- RECORDED INFORMATION:
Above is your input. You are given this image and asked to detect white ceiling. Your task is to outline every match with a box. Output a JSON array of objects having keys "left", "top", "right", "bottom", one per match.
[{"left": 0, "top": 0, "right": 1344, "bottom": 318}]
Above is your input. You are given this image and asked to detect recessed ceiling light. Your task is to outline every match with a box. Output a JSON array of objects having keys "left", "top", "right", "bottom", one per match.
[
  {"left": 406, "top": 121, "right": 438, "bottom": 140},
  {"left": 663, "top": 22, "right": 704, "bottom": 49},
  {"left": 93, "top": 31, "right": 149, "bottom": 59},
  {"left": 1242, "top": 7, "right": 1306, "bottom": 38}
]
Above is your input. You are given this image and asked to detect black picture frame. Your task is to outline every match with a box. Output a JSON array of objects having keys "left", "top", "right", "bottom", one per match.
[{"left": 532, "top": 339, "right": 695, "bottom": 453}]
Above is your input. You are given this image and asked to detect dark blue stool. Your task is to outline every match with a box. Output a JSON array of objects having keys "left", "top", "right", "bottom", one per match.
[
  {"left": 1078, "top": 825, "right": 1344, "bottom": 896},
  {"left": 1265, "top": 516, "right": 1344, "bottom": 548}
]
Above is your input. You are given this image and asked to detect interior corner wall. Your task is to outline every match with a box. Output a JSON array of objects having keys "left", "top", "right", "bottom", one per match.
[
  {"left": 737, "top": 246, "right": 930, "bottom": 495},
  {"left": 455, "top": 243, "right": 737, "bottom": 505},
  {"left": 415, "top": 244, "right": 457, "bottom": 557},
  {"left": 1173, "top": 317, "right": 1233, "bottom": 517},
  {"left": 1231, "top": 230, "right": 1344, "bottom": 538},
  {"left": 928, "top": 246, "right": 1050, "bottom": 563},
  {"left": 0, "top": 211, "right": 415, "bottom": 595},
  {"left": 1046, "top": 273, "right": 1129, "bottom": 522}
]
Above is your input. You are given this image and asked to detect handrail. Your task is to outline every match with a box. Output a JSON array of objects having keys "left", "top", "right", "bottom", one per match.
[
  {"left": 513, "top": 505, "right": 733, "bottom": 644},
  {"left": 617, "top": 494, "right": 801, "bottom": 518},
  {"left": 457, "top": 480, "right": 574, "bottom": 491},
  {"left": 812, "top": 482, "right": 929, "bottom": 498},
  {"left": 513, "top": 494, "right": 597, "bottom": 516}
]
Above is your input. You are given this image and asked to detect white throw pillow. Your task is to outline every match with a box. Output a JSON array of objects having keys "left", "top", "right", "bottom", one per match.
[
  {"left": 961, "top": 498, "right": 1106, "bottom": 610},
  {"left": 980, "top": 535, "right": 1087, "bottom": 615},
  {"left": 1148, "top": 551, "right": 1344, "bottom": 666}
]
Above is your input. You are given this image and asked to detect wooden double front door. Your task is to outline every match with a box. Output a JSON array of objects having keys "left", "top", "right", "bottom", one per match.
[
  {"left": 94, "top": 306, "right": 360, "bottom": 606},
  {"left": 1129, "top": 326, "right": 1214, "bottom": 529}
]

- BRIEF:
Which lines in the listing above contain the word "ceiling"? List each of them in full.

- SOLVED EXERCISE:
Above is your input. You are given this image and asked to detect white ceiling. Your task is to outline every match with a box. Output a JSON array of objects having keys "left", "top", "right", "bottom", one per match.
Above is your input. You are given this image and asked to detect recessed ceiling light. Your task is to outline every match with a box. Output a JSON array of objects having keys "left", "top", "right", "bottom", one per match.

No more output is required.